### EXTRACTED INFORMATION

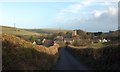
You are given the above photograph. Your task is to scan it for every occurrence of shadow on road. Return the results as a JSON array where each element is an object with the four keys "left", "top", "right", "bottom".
[{"left": 53, "top": 46, "right": 92, "bottom": 70}]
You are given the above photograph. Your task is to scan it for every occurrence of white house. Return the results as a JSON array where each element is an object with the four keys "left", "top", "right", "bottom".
[
  {"left": 103, "top": 38, "right": 108, "bottom": 43},
  {"left": 99, "top": 38, "right": 108, "bottom": 43},
  {"left": 42, "top": 39, "right": 46, "bottom": 43},
  {"left": 99, "top": 39, "right": 102, "bottom": 42},
  {"left": 33, "top": 41, "right": 36, "bottom": 44}
]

######

◆ **ACTION ITEM**: Your output must be the exact lines from the one containing "occurrence of white" through the end of the data above, both included, and nothing more.

◆ **WRITTEN SOLUTION**:
You are given the above photograph. Your task is to scan it for every occurrence of white house. Return the results as a JSON array where each element is an object with the four keys "left", "top", "right", "bottom".
[
  {"left": 103, "top": 38, "right": 108, "bottom": 43},
  {"left": 99, "top": 38, "right": 108, "bottom": 43},
  {"left": 42, "top": 39, "right": 46, "bottom": 43},
  {"left": 99, "top": 39, "right": 102, "bottom": 42},
  {"left": 33, "top": 41, "right": 36, "bottom": 44}
]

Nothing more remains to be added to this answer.